Tasks to carry out:
- A) From the recruitment metrics article below, list the four categories into which hiring metrics can be broadly divided.
- B) In the recruitment metrics article below, write out the passage starting at "Recruitment metrics are" and ending at "for recruitment success.".

Document passage:
• • • • • • •

Top 5 Recruitment Metrics That Matter
Metrics are the key to measuring success of any process. Without certain KPIs you wouldn’t be able to identify the areas where performance could be improved. In recruitment also, metrics act as a key indicator of the effectiveness of your recruitment process. As the usage of analytics in HR gains strength by the day, the power of metrics to provide a clear picture of the health of recruitment process in an organization also increases.
What are recruitment metrics?
Recruitment metrics are the standard KPIs used to assess and improve the hiring process in an organization. These metrics provide actionable insights on process effectiveness, and potential areas of improvements. The hiring metrics can be broadly divided into four categories, viz. speed metrics, quality metrics, productivity metrics and cost metrics. With adoption of the latest HR analytics tool, new metrics are being discovered to gain deeper insights on process improvements. Here we discuss the best metrics for recruitment success.
- Time to hire is one of the top recruiting metrics
- Source of hire is an important recruitment metrics
- Candidate experience is also a recruitment success metrics
- Quality of hire is also a measurable recruiting goal
- Cost per hire is another recruitment metrics example
Time to hire is one of the top recruiting metrics
Time to hire is one of the speed metrics. Also known as Time to fill, it pertains to the time taken by the process to identify and recruit a potential candidate for a vacant position in the organization. Knowing the time its taking to onboard a candidate on the team is important because it has direct relation to recruiter productivity, and process performance. Any organization would want to have the shortest time to fill so that candidates do not wean off to competitors during the hiring process itself. Candidate who is actively looking for a change would most certainly accept an offer that comes first their way.

• • • • • • •

Source material:
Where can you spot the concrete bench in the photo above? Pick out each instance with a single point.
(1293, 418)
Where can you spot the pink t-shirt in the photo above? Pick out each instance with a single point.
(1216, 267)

• • • • • • •

Per-task answers:
- A)
- Speed metrics
- Quality metrics
- Productivity metrics
- Cost metrics

- B)
Recruitment metrics are the standard KPIs used to assess and improve the hiring process in an organization. These metrics provide actionable insights on process effectiveness, and potential areas of improvements. The hiring metrics can be broadly divided into four categories, viz. speed metrics, quality metrics, productivity metrics and cost metrics. With adoption of the latest HR analytics tool, new metrics are being discovered to gain deeper insights on process improvements. Here we discuss the best metrics for recruitment success.